(WORK TO BE COMPLETED) All the data below should be printed again without a single difference.

Saved entries:
_ _ _ _ _
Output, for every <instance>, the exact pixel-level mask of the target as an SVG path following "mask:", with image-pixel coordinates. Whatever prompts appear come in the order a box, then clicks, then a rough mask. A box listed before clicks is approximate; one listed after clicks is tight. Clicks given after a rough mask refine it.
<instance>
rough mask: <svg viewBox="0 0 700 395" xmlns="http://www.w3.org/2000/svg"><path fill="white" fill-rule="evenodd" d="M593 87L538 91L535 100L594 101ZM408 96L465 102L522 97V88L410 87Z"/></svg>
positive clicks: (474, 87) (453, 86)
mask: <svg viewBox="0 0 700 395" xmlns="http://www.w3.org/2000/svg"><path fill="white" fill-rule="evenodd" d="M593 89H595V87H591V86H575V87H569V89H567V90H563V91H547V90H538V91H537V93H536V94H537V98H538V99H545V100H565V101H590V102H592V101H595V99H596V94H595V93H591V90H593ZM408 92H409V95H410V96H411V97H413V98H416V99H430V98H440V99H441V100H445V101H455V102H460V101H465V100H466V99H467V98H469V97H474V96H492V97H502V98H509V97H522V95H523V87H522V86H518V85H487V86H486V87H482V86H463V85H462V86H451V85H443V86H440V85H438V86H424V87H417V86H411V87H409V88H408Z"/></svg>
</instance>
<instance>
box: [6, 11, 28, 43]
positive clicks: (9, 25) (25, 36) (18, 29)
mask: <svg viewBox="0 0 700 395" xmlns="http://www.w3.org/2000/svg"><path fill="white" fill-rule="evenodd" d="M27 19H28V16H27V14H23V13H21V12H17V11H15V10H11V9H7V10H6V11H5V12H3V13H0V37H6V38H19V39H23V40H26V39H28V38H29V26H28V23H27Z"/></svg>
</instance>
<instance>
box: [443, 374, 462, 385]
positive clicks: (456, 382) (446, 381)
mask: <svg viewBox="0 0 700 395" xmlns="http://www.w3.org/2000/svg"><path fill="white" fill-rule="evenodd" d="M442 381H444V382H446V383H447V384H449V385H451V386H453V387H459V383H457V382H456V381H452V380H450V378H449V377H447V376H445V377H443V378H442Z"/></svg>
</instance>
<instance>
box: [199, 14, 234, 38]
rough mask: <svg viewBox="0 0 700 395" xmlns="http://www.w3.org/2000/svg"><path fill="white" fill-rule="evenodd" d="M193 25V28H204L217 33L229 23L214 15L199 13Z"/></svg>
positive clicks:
_ _ _ _ _
(EXERCISE OUTPUT)
Output, for every <instance>, the exact pixel-level mask of the target as an SVG path following "mask:", with image-pixel coordinates. Whatever prompts appear come in the order a box, then clicks, then a rough mask. A box listed before clicks is approximate; one listed after clicks is tight. Clicks given after a rough mask refine it.
<instance>
rough mask: <svg viewBox="0 0 700 395" xmlns="http://www.w3.org/2000/svg"><path fill="white" fill-rule="evenodd" d="M593 87L538 91L535 100L594 101ZM408 96L465 102L522 97V88L410 87Z"/></svg>
positive clicks: (474, 87) (453, 86)
mask: <svg viewBox="0 0 700 395" xmlns="http://www.w3.org/2000/svg"><path fill="white" fill-rule="evenodd" d="M593 89H595V87H591V86H575V87H569V89H567V90H563V91H547V90H538V91H537V93H536V94H537V98H538V99H545V100H565V101H590V102H592V101H595V99H596V94H595V93H591V90H593ZM408 92H409V95H410V96H411V97H413V98H416V99H430V98H440V99H441V100H445V101H455V102H460V101H465V100H466V99H467V98H469V97H474V96H492V97H502V98H509V97H522V95H523V87H522V86H518V85H487V86H486V87H482V86H463V85H462V86H451V85H443V86H440V85H438V86H424V87H417V86H411V87H409V88H408Z"/></svg>
</instance>
<instance>
box: [6, 11, 28, 43]
positive clicks: (9, 25) (25, 36) (18, 29)
mask: <svg viewBox="0 0 700 395" xmlns="http://www.w3.org/2000/svg"><path fill="white" fill-rule="evenodd" d="M27 19H28V16H27V14H23V13H21V12H17V11H15V10H11V9H7V10H6V11H5V12H3V13H0V37H6V38H19V39H23V40H26V39H28V38H29V26H28V23H27Z"/></svg>
</instance>
<instance>
box: [443, 374, 462, 385]
positive clicks: (456, 382) (446, 381)
mask: <svg viewBox="0 0 700 395" xmlns="http://www.w3.org/2000/svg"><path fill="white" fill-rule="evenodd" d="M442 381H444V382H446V383H447V384H449V385H451V386H453V387H459V383H457V382H456V381H452V380H450V378H449V377H447V376H445V377H443V378H442Z"/></svg>
</instance>
<instance>
box: [199, 14, 234, 38]
rough mask: <svg viewBox="0 0 700 395" xmlns="http://www.w3.org/2000/svg"><path fill="white" fill-rule="evenodd" d="M193 25V28H204L217 33L229 23L214 15L199 13Z"/></svg>
positive clicks:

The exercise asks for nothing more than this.